■ **Assignment**
Answer the following questions using the article about Qasr el-Aini hospital.
(a) Which department of the hospital has seen constant daily fights?
(b) Who withdrew from the scene at the time of the armed attack in the middle of this month?
(c) On average, how many operations are held at the hospital each month?

■ **Extracted text**
CAIRO - Qasr el-Aini, the largest State-run hospital in Egypt, which offers free medical services to thousands each month, is facing a security crisis that has compelled its administration to intermittently close its doors.
The medical and nursing staffs of the hospital have been working since the January revolution in severe conditions on its premises, caused by thuggery, armed attacks and violent threats by families of patients.
The emergency department, in particular, has witnessed constant daily fights where families of patients request immediate admission, more often than not by force, regardless of the actual capacity of the hospital or the busy schedule of emergency doctors.
In the middle of this month, the emergency staff were taken surprised by an armed attack at a time when the military police squad guarding the establishment withdrew from the scene, leaving the hospital with no option but to refuse admitting patients until security is maintained.
Established since l827, the hospital has always been a safe haven for poor Egyptians that cannot afford private hospitals. Qasr el-Aini has mainly fulfilled the high demand of an increasing number of patients suffering cancer, renal failure, cardiac problems and other such life-threatening conditions.
But the pressure has been excessive; taking into account the deadly clashes of the revolution and the security breakdown that has caused an escalating crime curve.
The hospital staff, whether doctors, interns or nurses, are used to long hours of strenuous work with an average of 4,000 operations being held each month and the emergency department receiving from 400 to 500 cases daily before the revolution.
However, according to the hospital records, the average emergency cases has risen in number to l,000 daily since January 25.

■ **Stored data**
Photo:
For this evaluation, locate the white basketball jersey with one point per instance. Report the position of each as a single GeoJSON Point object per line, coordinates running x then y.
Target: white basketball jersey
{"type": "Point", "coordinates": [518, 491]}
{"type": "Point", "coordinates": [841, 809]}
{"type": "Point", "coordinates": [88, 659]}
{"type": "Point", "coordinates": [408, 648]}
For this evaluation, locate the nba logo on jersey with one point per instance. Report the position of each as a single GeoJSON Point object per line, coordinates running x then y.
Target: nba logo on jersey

■ **Answer to this problem**
(a) The emergency department.
(b) The military police squad guarding the establishment.
(c) 4,000.